• BRIEF: After finding the line with "Query: glove" in the entries below, retype exactly each line from there through the line with "Query: evergreen tree", including that final line.

• MATERIAL FOR THIS TASK:
- - -

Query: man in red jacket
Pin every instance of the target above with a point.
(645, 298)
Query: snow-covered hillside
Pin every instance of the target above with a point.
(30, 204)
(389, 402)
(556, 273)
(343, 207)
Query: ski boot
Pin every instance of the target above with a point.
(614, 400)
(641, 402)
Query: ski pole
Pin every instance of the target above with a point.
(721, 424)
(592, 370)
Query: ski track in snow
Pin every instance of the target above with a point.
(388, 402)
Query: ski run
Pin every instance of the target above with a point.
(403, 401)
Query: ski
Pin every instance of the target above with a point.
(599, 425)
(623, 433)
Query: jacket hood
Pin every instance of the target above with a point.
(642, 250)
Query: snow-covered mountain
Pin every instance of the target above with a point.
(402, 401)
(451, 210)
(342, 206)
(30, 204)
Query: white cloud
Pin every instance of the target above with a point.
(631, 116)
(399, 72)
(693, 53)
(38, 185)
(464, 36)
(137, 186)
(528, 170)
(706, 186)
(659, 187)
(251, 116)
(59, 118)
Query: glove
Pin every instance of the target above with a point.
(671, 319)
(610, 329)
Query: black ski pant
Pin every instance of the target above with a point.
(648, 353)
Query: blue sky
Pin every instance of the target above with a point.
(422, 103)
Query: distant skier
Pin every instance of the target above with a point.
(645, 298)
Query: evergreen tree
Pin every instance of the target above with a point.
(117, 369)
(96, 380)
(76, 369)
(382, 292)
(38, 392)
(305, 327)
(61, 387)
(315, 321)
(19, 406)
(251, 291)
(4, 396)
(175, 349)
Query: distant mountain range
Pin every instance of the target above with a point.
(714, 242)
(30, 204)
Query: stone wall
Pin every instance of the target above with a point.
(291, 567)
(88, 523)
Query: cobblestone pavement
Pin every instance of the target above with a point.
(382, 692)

- - -

• RESPONSE TO THE EXERCISE:
Query: glove
Pin every instance of the target above with a point.
(671, 319)
(610, 329)
Query: black ski pant
Pin every instance of the target above with a point.
(648, 353)
Query: blue sky
Pin every instance of the target above with a point.
(422, 103)
Query: distant skier
Pin every instance of the target above with a point.
(645, 298)
Query: evergreen tree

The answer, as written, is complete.